• **Acciones requeridas**:
A. Duplica el fragmento del texto sobre la caída del fuerte belga que va desde "Las tropas alemanas" hasta "proceder del interior.", ambos incluidos.
B. Retoma el relato sobre el asalto de los paracaidistas alemanes al fuerte belga y continúalo a partir de su última oración.

++++ Extracto del documento ++++

Las tropas alemanas atraviesan una localidad belga. El rápido avance de los tanques había destrozado las defensas aliadas.

Los soldados belgas no pueden reaccionar contra los invasores que han llegado desde el cielo. Sus casamatas y nidos de ametralladoras tienen, lógicamente, sus aberturas dirigidas hacia el exterior del fuerte. Nadie había imaginado que los ataques pudieran proceder del interior.

Aún así, los defensores salen de los túneles y comienzan a hostigar a los paracaidistas germanos desde las zonas boscosas. La batalla se alargará durante todo el día. No será hasta el mediodía del día siguiente, el 11 de mayo, cuando, después de oírse una trompeta, un soldado belga aparezca con una bandera blanca. La fortaleza, preparada para resistir durante meses ha cedido en tan sólo 36 horas. El detalle más espectacular es el hecho de que ese milagro lo haya conseguido ¡un pequeño grupo de 55 paracaidistas!

El éxito de la operación no es fruto de la casualidad. Aquellos hombres se habían entrenado concienzudamente durante meses en una reproducción a escala del fuerte que había sido construida en secreto en Alemania, por lo que nada había sido dejado al azar.

++++ Filas ++++

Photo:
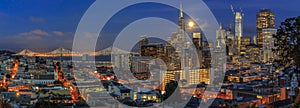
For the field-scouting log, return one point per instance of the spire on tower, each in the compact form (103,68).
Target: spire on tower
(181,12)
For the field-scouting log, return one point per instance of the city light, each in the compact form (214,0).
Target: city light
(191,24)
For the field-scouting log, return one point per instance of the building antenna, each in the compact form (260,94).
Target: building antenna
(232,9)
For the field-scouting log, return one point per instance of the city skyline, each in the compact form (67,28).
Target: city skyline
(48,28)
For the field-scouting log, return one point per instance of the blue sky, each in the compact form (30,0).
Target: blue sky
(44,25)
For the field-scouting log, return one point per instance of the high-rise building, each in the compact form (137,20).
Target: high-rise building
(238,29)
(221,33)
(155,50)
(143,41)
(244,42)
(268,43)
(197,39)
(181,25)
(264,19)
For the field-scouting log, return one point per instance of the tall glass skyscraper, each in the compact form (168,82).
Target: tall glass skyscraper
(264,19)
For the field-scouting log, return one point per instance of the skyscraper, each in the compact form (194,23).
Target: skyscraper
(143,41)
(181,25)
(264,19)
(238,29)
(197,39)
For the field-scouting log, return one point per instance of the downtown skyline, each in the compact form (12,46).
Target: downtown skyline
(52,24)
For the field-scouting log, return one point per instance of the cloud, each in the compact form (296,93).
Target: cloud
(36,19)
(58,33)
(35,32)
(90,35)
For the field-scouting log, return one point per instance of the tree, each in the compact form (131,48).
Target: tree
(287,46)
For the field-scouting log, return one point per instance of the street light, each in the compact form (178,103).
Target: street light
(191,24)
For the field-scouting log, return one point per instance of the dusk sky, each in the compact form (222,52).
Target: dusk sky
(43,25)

++++
++++ Filas ++++

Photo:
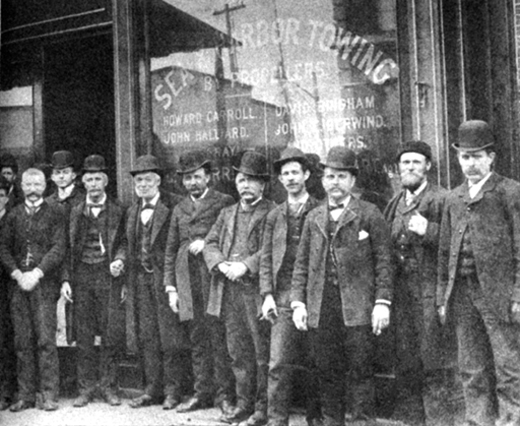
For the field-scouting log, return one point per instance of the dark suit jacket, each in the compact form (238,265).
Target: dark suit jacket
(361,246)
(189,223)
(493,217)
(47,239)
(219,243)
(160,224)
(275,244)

++++

• **Respuestas esperadas**:
A.
Las tropas alemanas atraviesan una localidad belga. El rápido avance de los tanques había destrozado las defensas aliadas.

Los soldados belgas no pueden reaccionar contra los invasores que han llegado desde el cielo. Sus casamatas y nidos de ametralladoras tienen, lógicamente, sus aberturas dirigidas hacia el exterior del fuerte. Nadie había imaginado que los ataques pudieran proceder del interior.

B.
Pero el ataque alemán no se reduce a la toma de aquella estratégica fortaleza. En el mismo momento en que los planeadores estaban aterrizando sobre el fuerte, la Wehrmacht había entrado, además de en Bélgica, en Holanda y Luxemburgo. Acababa de comenzar la guerra relámpago en el oeste. De este modo, Europa volvía al mismo punto en el que se encontraba en 1914. Los alemanes atacaban de nuevo con la ciudad de París como meta; entonces fracasaron, quedándose a pocos kilómetros, pero en esta ocasión el ejército germano ha aprendido de sus propios errores. Por lo que se verá después, los franceses no podrán decir lo mismo.

UNA DEFENSA TAN COSTOSA COMO INÚTIL

La terrible experiencia de la Primera Guerra Mundial había llevado, tanto a alemanes como a franceses, a tomar sus propias medidas para evitar que un enfrentamiento en el oeste desembocase de nuevo en una sangrienta guerra de trincheras.

Los teóricos germanos habían desarrollado, tal como hemos visto en el capítulo dedicado a la invasión de Polonia, los principios de la guerra relámpago. Es decir, consideraban que el mejor remedio para evitar el estancamiento del frente era la movilidad. Este planteamiento se demostró como el acertado.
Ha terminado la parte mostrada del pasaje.